• Provided data:

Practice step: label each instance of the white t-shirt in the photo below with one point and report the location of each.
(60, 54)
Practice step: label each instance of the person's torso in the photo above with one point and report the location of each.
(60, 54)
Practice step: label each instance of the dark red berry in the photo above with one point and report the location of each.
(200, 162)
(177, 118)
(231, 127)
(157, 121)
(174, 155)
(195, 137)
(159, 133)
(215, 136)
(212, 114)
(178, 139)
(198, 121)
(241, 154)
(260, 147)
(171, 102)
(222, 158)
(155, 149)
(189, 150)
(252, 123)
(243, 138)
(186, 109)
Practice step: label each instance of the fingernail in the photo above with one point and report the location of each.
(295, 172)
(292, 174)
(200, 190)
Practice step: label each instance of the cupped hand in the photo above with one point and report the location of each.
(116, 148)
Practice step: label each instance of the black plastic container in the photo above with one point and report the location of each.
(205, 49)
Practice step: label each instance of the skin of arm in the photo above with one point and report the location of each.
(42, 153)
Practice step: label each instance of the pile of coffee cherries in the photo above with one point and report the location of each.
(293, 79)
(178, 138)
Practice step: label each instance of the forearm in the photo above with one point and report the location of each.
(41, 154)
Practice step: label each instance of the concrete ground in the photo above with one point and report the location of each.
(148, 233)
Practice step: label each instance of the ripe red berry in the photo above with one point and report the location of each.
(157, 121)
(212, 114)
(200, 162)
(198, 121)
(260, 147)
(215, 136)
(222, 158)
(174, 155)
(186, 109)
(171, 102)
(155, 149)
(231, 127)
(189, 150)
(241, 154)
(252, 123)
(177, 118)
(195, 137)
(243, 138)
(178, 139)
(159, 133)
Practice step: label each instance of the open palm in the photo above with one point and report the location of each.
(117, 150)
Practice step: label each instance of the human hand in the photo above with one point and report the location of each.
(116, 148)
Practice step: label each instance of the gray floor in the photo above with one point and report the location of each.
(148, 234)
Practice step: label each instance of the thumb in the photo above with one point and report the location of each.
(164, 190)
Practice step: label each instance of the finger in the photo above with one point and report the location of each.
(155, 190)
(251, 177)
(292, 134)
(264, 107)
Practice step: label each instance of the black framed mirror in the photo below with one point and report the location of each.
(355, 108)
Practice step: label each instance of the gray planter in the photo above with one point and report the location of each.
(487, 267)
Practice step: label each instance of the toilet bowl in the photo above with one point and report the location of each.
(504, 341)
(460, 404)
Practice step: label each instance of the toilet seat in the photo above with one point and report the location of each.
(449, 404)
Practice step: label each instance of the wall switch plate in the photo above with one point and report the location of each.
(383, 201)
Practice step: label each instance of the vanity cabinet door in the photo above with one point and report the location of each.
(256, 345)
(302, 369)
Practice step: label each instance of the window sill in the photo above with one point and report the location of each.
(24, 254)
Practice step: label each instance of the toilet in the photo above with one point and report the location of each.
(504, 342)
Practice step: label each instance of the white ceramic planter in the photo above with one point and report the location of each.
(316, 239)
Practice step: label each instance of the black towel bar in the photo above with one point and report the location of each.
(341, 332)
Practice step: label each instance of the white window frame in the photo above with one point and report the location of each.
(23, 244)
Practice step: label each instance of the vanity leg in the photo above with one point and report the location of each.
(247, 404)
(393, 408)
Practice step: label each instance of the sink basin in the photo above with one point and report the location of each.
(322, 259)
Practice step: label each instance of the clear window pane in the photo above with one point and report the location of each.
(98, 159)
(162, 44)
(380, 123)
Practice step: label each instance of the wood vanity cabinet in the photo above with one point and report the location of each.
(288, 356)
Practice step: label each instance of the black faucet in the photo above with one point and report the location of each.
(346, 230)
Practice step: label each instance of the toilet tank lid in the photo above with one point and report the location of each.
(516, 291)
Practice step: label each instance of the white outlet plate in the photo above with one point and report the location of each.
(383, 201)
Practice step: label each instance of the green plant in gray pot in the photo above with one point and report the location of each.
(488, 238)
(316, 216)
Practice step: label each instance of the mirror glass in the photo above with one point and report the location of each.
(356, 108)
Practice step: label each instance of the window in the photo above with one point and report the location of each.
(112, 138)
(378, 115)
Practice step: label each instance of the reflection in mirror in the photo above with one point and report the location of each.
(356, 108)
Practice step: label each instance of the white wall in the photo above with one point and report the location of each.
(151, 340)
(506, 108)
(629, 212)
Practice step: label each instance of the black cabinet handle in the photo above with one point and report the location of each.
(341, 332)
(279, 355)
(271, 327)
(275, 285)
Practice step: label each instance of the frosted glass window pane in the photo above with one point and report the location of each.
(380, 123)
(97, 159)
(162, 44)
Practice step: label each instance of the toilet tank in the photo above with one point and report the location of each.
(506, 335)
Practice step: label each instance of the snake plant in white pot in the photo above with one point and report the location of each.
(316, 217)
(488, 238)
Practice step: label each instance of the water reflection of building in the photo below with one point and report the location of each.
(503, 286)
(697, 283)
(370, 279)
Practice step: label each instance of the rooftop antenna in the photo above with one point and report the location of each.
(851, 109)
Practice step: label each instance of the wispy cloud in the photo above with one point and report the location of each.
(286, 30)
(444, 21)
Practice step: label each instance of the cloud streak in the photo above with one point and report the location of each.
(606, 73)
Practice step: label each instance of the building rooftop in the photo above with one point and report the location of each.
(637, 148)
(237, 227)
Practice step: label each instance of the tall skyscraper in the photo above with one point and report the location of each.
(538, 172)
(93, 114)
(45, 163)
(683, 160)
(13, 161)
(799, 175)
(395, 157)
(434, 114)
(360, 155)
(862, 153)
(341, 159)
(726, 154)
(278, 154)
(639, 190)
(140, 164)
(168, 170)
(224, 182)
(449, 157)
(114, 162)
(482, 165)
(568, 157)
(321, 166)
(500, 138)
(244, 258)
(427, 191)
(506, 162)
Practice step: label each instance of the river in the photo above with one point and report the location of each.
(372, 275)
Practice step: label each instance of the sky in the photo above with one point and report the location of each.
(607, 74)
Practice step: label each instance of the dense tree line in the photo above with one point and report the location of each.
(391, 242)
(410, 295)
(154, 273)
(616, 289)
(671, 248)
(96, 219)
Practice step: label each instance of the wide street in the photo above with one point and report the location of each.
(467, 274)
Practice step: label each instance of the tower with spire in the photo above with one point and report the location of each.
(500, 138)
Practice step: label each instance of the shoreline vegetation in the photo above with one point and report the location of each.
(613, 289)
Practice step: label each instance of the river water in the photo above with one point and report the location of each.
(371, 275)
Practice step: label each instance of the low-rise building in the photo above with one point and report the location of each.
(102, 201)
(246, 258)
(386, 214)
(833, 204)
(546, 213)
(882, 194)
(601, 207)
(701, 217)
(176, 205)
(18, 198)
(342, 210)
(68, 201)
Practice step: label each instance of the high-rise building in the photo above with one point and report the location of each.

• Task requirements:
Look above for the line containing "Practice step: label each instance of the river in", then transcribe it and all lines after it through the last, exactly and with nothing else.

• Worked solution:
Practice step: label each instance of the river in the photo above with one point and report the location of each.
(372, 275)
Practice step: label each instance of the sky in the photo above with one point and report the location of each.
(607, 74)
Practice step: label each instance of the dense tree line in the photo above with one point and report the location of each.
(391, 242)
(410, 295)
(154, 273)
(616, 289)
(671, 248)
(96, 219)
Practice step: label each instance of the wide street in the photo above with one point and report the location of each.
(467, 274)
Practice step: label each instance of the tower with spire in the photo above with one point and report the location of each.
(500, 138)
Practice step: label each instance of the shoreline vegetation in the photo above with one point and report the location of each.
(613, 289)
Practice step: label each instance of the river water in the photo above with one point and report the location of each.
(371, 275)
Practice step: label each instance of the low-rise building in the photo above with one point and report the location of each.
(102, 201)
(246, 258)
(386, 214)
(833, 204)
(546, 213)
(882, 194)
(601, 207)
(701, 217)
(176, 205)
(18, 198)
(342, 210)
(68, 201)
Practice step: label each instance of the high-rise building in the photo above with one point and report the location of each.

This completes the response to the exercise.